__WRITTEN INSTRUCTION 1__: From the court opinion, copy out the part starting at "On October 2, 2020, Brown" and ending at "security clearances. Id.".
__WRITTEN INSTRUCTION 2__: According to the court opinion, on what date did the EEOC deny Brown's motion for reconsideration?

__PASSAGE PROVIDED__:
┌──

On October 2, 2020, Brown filed a formal complaint asserting a claim of age discrimination regarding ODNI's decision “to terminate processing of a contingent offer of employment (COE) given to [him] in May 2019.” Compl.; ECF 5-12 at 7. In an attachment to his ODNI formal complaint of discrimination, Brown refers to “two other complaints that are derivative from this ODNI action that also suggest the possibility of age discrimination” and that “both relate to a mistake made” in 2015 that allegedly caused the termination of a contract with him as well as a lapse in his security clearances. Id.
Following Brown's formal complaint, ODNI conducted an investigation pursuant to 29 C.F.R. § 1614 and issued a final agency decision (“FAD”) on July 16, 2021, finding that Brown had “failed to adduce evidence to demonstrate that he was subjected to discrimination on the basis of age with regard to his allegation.” Def. Mem.; Ex. 19 at 16. Brown then appealed the FAD to the EEOC's Office of Federal Operations, which issued a decision affirming the FAD on June 16, 2022. Id.; Ex. 2. Brown proceeded to move for reconsideration of that decision, which the EEOC denied on November 21, 2022. Compl.; ECF 5-12 at 1-3. In the EEOC denial letter, Brown was advised that he had ninety calendar days from the date of receipt to file a civil action in an appropriate district court. Id.; ECF 5-12 at 2. Brown further alleges that he was not selected for three additional positions - (1) Vice Chair of the National Intelligence Council “listed at the same Tier 2 grade level as the NIO [for] Economics” in mid-summer of 2022, (2) a National Intelligence Council Association position on North Korea in December 2021 because “funding for that small project had [] ended,” and (3) a professor position at “ODNI's University” in November 2020. Id. at 21. Brown has not submitted an independent complaint or notice of intent to sue involving any of these three positions to the ODNI's EEO Office or to the EEOC's Office of Federal Operations. Def. Mem.; Ex. 21 at 2-3. Brown has also not contacted an ODNI EEO counselor to initiate the informal counseling process with respect to any these three positions. Id.
III. LEGAL STANDARD
Courts may grant a motion to dismiss under Federal Rule of Civil Procedure 12(b)(6) when a complaint fails as a matter of law “to state a claim upon which relief can be granted.” Fed.R.Civ.P. 12(b)(6). To survive a motion under Rule 12(b)(6), a complaint must contain facts sufficient to “state a claim to relief that is plausible on its face.” Bell Atl. Corp. v. Twombly, 550 U.S. 544, 570 (2007); see also Ashcroft v. Iqbal, 556 U.S. 662, 684 (2009). A plaintiff need not include “detailed factual allegations” in order to satisfy Rule 8(a)(2). Twombly, 550 U.S. at 555. Nevertheless, a plaintiff must make more than bald accusations or mere speculation; “naked assertions devoid of further factual enhancement,” and “a formulaic recitation of the elements of a cause of action” are insufficient under Rule 12(b)(6). Twombly, 550 U.S. at 555; see Painter's Mill Grille, LLC v. Brown, 716 F.3d 342, 350 (4th Cir. 2013). When considering a motion under Rule 12(b)(6), the Court “must accept as true all of the factual allegations contained in the complaint” and must “draw all reasonable inferences in favor of the plaintiff.” E.I. du Pont de Nemours & Co. v. Kolon Indus., Inc., 637 F.3d 435, 440 (4th Cir. 2011) (citations omitted). A complaint by a pro se plaintiff should be liberally construed. Gordon v. Leeke, 574 F.2d 1147, 1151 (4th Cir. 1978). But the Court's “task is not to discern the unexpressed intent of the plaintiff.” Laber v. Harvey, 438 F.3d 404, 413 n.3 (4th Cir. 2006).

└──

__COLLECTED MATERIAL__:

┌──

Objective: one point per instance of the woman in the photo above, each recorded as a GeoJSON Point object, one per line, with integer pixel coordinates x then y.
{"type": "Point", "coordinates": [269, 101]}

└──

__FULL RESPONSE 1__:
On October 2, 2020, Brown filed a formal complaint asserting a claim of age discrimination regarding ODNI's decision “to terminate processing of a contingent offer of employment (COE) given to [him] in May 2019.” Compl.; ECF 5-12 at 7. In an attachment to his ODNI formal complaint of discrimination, Brown refers to “two other complaints that are derivative from this ODNI action that also suggest the possibility of age discrimination” and that “both relate to a mistake made” in 2015 that allegedly caused the termination of a contract with him as well as a lapse in his security clearances. Id.

__FULL RESPONSE 2__: November 21, 2022.